→ Task directions: Every entry needs to appear again exactly as written below.
START Exercise materials
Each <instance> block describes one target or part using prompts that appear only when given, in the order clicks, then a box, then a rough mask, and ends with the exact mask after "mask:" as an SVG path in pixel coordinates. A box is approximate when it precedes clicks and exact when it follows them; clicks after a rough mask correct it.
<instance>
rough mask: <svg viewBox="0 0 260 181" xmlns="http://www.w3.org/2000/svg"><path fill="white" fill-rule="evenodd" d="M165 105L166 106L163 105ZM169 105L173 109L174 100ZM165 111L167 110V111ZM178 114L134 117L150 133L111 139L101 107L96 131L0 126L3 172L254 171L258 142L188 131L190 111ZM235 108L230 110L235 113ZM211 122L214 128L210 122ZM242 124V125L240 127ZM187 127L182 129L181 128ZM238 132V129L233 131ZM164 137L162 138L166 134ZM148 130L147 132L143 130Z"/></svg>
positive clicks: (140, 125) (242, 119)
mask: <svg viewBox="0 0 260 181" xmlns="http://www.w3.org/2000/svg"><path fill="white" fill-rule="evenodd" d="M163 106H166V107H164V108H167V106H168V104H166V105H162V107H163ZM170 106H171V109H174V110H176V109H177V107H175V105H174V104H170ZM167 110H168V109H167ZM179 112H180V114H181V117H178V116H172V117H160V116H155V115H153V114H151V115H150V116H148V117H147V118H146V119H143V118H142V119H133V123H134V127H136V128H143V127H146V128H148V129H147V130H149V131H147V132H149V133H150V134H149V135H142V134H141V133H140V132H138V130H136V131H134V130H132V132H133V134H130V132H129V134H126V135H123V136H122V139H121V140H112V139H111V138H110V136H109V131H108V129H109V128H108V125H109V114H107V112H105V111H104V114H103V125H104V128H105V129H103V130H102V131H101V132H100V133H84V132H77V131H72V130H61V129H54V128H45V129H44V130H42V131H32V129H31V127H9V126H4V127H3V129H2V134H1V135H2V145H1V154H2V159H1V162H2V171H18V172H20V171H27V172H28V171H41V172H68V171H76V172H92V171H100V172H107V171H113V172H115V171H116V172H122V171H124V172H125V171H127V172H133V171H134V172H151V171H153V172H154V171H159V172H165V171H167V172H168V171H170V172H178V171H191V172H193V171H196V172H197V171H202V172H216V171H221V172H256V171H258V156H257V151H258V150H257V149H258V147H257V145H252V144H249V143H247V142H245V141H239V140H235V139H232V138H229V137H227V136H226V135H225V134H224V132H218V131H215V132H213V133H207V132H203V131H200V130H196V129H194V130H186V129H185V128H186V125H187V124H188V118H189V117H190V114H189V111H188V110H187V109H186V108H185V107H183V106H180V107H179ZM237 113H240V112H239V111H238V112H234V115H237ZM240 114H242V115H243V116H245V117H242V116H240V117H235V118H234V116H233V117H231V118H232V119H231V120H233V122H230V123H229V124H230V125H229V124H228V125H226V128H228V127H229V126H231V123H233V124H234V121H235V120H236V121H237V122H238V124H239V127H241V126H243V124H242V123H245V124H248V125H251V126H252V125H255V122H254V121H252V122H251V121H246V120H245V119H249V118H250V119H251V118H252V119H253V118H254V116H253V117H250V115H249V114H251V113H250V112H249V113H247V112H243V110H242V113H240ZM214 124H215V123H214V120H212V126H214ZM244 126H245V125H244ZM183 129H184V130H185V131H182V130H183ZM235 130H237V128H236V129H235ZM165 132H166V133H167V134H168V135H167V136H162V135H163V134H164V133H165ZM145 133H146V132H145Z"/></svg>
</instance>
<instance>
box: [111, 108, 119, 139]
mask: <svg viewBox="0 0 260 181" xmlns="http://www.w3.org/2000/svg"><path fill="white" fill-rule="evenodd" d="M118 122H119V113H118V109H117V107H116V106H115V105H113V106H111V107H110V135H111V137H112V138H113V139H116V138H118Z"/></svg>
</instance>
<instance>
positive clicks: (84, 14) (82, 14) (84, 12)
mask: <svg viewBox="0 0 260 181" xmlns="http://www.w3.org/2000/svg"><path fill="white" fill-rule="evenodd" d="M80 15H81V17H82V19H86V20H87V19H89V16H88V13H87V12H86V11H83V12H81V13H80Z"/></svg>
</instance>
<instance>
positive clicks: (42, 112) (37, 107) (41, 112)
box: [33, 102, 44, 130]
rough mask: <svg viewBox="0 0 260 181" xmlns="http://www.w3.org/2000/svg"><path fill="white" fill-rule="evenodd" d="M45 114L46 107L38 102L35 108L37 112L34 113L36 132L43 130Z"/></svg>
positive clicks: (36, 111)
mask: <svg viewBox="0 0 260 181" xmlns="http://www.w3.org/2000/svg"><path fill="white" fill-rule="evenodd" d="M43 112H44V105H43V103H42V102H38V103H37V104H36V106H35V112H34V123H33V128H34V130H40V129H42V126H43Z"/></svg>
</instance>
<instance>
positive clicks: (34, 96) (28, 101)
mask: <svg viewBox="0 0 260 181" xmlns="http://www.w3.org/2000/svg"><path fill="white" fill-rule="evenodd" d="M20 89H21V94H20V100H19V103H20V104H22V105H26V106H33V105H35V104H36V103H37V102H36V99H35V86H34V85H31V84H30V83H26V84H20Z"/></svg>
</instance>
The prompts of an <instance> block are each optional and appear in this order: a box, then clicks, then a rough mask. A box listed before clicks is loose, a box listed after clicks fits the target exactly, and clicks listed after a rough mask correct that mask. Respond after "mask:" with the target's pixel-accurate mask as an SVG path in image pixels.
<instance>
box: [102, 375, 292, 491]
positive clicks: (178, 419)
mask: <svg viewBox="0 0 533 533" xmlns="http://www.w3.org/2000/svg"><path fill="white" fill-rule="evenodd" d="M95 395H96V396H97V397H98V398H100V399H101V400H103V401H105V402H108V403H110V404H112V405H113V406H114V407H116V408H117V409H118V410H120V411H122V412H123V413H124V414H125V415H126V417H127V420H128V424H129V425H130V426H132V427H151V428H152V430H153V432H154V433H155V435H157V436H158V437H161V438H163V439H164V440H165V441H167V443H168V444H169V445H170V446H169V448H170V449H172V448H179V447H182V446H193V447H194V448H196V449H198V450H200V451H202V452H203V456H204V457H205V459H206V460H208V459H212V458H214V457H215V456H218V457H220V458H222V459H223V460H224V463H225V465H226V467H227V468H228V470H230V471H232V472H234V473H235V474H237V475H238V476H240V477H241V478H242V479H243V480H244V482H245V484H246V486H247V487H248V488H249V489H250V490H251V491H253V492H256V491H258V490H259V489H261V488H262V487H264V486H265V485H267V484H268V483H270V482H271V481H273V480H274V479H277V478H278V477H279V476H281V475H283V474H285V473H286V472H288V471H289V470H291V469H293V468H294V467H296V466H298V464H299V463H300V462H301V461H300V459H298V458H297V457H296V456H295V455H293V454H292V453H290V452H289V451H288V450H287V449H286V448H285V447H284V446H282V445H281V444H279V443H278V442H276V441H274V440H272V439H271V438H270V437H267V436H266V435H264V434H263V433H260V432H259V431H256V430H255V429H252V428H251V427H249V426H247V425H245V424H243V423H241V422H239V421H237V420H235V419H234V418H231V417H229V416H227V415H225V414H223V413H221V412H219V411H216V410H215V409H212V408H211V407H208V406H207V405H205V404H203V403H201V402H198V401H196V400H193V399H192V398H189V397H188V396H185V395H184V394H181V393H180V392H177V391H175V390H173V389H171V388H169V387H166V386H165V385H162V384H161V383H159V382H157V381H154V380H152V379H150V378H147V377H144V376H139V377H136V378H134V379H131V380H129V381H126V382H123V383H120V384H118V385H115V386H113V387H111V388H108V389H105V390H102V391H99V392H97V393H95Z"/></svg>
END Exercise materials
→ Solution to this exercise:
Each <instance> block describes one target or part using prompts that appear only when given, in the order clicks, then a box, then a rough mask, and ends with the exact mask after "mask:" as an SVG path in pixel coordinates. A box is approximate when it precedes clicks and exact when it follows them; clicks after a rough mask correct it.
<instance>
rough mask: <svg viewBox="0 0 260 181" xmlns="http://www.w3.org/2000/svg"><path fill="white" fill-rule="evenodd" d="M165 105L166 106L163 105ZM169 105L173 109L174 100ZM165 111L167 110V111ZM178 114L134 117L150 133L111 139L101 107L96 131L0 126L3 172L254 171L258 142L188 131L190 111ZM235 108L230 110L235 113ZM211 122L214 128L210 122ZM242 124V125L240 127ZM187 127L182 129L181 128ZM238 132V129L233 131ZM164 137L162 138L166 134ZM148 130L147 132L143 130Z"/></svg>
positive clicks: (140, 125) (242, 119)
mask: <svg viewBox="0 0 260 181" xmlns="http://www.w3.org/2000/svg"><path fill="white" fill-rule="evenodd" d="M163 106H166V107H164V108H167V106H168V104H166V105H162V107H163ZM170 106H171V109H174V110H176V109H177V107H175V105H174V104H170ZM167 110H168V109H167ZM179 112H180V114H181V117H178V116H172V117H160V116H155V115H153V114H151V115H150V116H148V117H147V118H146V119H143V118H142V119H133V123H134V127H136V128H143V127H146V128H148V129H147V130H149V131H147V132H149V133H150V134H149V135H142V134H141V133H140V132H138V130H136V131H134V130H132V132H133V134H130V132H129V134H126V135H123V136H122V139H121V140H112V139H111V138H110V136H109V131H108V129H109V128H108V125H109V114H107V112H105V111H104V114H103V125H104V128H105V129H103V130H102V131H101V132H100V133H84V132H77V131H72V130H61V129H54V128H45V129H44V130H42V131H32V129H31V127H9V126H4V127H3V129H2V134H1V135H2V145H1V154H2V159H1V162H2V171H18V172H20V171H27V172H28V171H41V172H68V171H76V172H92V171H100V172H107V171H113V172H115V171H116V172H122V171H124V172H125V171H127V172H133V171H134V172H151V171H153V172H154V171H159V172H165V171H167V172H168V171H170V172H178V171H191V172H193V171H196V172H197V171H202V172H216V171H221V172H256V171H258V156H257V151H258V150H257V149H258V147H257V145H252V144H249V143H247V142H245V141H239V140H235V139H232V138H229V137H227V136H226V135H225V134H224V132H218V131H215V132H213V133H207V132H203V131H200V130H196V129H194V130H186V129H185V128H186V125H187V124H188V118H189V117H190V114H189V111H188V110H187V109H186V108H185V107H183V106H180V107H179ZM237 113H240V112H239V111H238V112H234V115H237ZM240 114H242V115H243V116H245V117H242V116H240V117H235V118H234V116H233V117H231V118H232V119H231V120H233V122H230V123H229V124H230V125H229V124H228V125H226V128H228V127H229V126H231V123H233V124H234V121H235V120H236V121H237V122H238V124H239V127H241V126H243V124H242V123H245V124H248V125H251V126H252V125H255V122H254V121H252V122H251V121H246V120H245V119H249V118H250V119H251V118H252V119H253V118H254V116H253V117H250V115H249V114H251V113H250V112H249V113H247V112H243V110H242V113H240ZM214 124H215V123H214V120H212V126H214ZM244 126H245V125H244ZM183 129H184V130H185V131H182V130H183ZM235 130H237V128H236V129H235ZM165 132H166V133H167V134H168V135H167V136H162V135H163V134H164V133H165ZM145 133H146V132H145Z"/></svg>
</instance>
<instance>
box: [111, 108, 119, 139]
mask: <svg viewBox="0 0 260 181" xmlns="http://www.w3.org/2000/svg"><path fill="white" fill-rule="evenodd" d="M118 122H119V113H118V109H117V107H116V106H115V105H113V106H111V107H110V135H111V137H112V138H113V139H116V138H118Z"/></svg>
</instance>
<instance>
positive clicks: (84, 14) (82, 14) (84, 12)
mask: <svg viewBox="0 0 260 181" xmlns="http://www.w3.org/2000/svg"><path fill="white" fill-rule="evenodd" d="M80 15H81V17H82V19H86V20H87V19H89V16H88V13H87V12H86V11H83V12H81V13H80Z"/></svg>
</instance>
<instance>
positive clicks: (42, 112) (37, 107) (41, 112)
box: [33, 102, 44, 130]
rough mask: <svg viewBox="0 0 260 181" xmlns="http://www.w3.org/2000/svg"><path fill="white" fill-rule="evenodd" d="M45 114L46 107L38 102L35 108L37 112L34 113L36 132L43 130Z"/></svg>
positive clicks: (36, 111)
mask: <svg viewBox="0 0 260 181" xmlns="http://www.w3.org/2000/svg"><path fill="white" fill-rule="evenodd" d="M43 112H44V105H43V103H42V102H38V103H37V104H36V106H35V112H34V123H33V128H34V130H40V129H42V126H43Z"/></svg>
</instance>
<instance>
positive clicks: (34, 96) (28, 101)
mask: <svg viewBox="0 0 260 181" xmlns="http://www.w3.org/2000/svg"><path fill="white" fill-rule="evenodd" d="M20 89H21V94H20V100H19V103H20V104H22V105H26V106H33V105H35V104H36V103H37V102H36V99H35V86H34V85H31V84H30V83H26V84H20Z"/></svg>
</instance>
The prompts of an <instance> block are each optional and appear in this order: a box, then clicks, then a rough mask. A box listed before clicks is loose, a box listed after clicks fits the target exactly, and clicks listed after a rough mask correct that mask. Respond after "mask:" with the target's pixel-accurate mask as an SVG path in image pixels.
<instance>
box: [102, 375, 292, 491]
positive clicks: (178, 419)
mask: <svg viewBox="0 0 533 533" xmlns="http://www.w3.org/2000/svg"><path fill="white" fill-rule="evenodd" d="M95 395H96V396H97V397H98V398H100V399H101V400H103V401H105V402H108V403H110V404H112V405H113V406H114V407H116V408H117V409H118V410H120V411H122V412H123V413H124V414H125V415H126V417H127V420H128V424H129V425H130V426H132V427H151V428H152V430H153V432H154V433H155V435H157V436H158V437H161V438H163V439H164V440H165V441H167V443H168V444H169V445H170V446H169V448H170V449H172V448H179V447H182V446H193V447H194V448H196V449H198V450H200V451H202V452H203V456H204V457H205V459H206V460H208V459H212V458H214V457H215V456H218V457H220V458H222V459H223V460H224V463H225V465H226V467H227V468H228V470H230V471H232V472H234V473H235V474H237V475H238V476H240V477H241V478H242V479H243V480H244V482H245V484H246V486H247V487H248V488H249V489H250V490H251V491H253V492H256V491H258V490H259V489H261V488H262V487H264V486H265V485H267V484H268V483H270V482H271V481H273V480H274V479H277V478H278V477H279V476H281V475H283V474H285V473H286V472H288V471H289V470H291V469H293V468H294V467H296V466H298V464H299V463H300V462H301V461H300V459H298V458H297V457H296V456H295V455H293V454H292V453H290V452H289V451H288V450H287V449H286V448H285V447H284V446H282V445H281V444H279V443H278V442H276V441H274V440H272V439H271V438H270V437H267V436H266V435H264V434H263V433H260V432H259V431H256V430H255V429H252V428H251V427H249V426H247V425H245V424H243V423H241V422H239V421H237V420H235V419H234V418H231V417H229V416H227V415H225V414H223V413H221V412H219V411H216V410H215V409H212V408H211V407H208V406H207V405H205V404H203V403H201V402H198V401H196V400H193V399H192V398H189V397H188V396H185V395H184V394H181V393H180V392H177V391H175V390H173V389H171V388H169V387H166V386H165V385H162V384H161V383H159V382H157V381H154V380H152V379H150V378H147V377H144V376H139V377H136V378H134V379H131V380H129V381H126V382H123V383H120V384H118V385H115V386H113V387H111V388H108V389H105V390H102V391H99V392H97V393H95Z"/></svg>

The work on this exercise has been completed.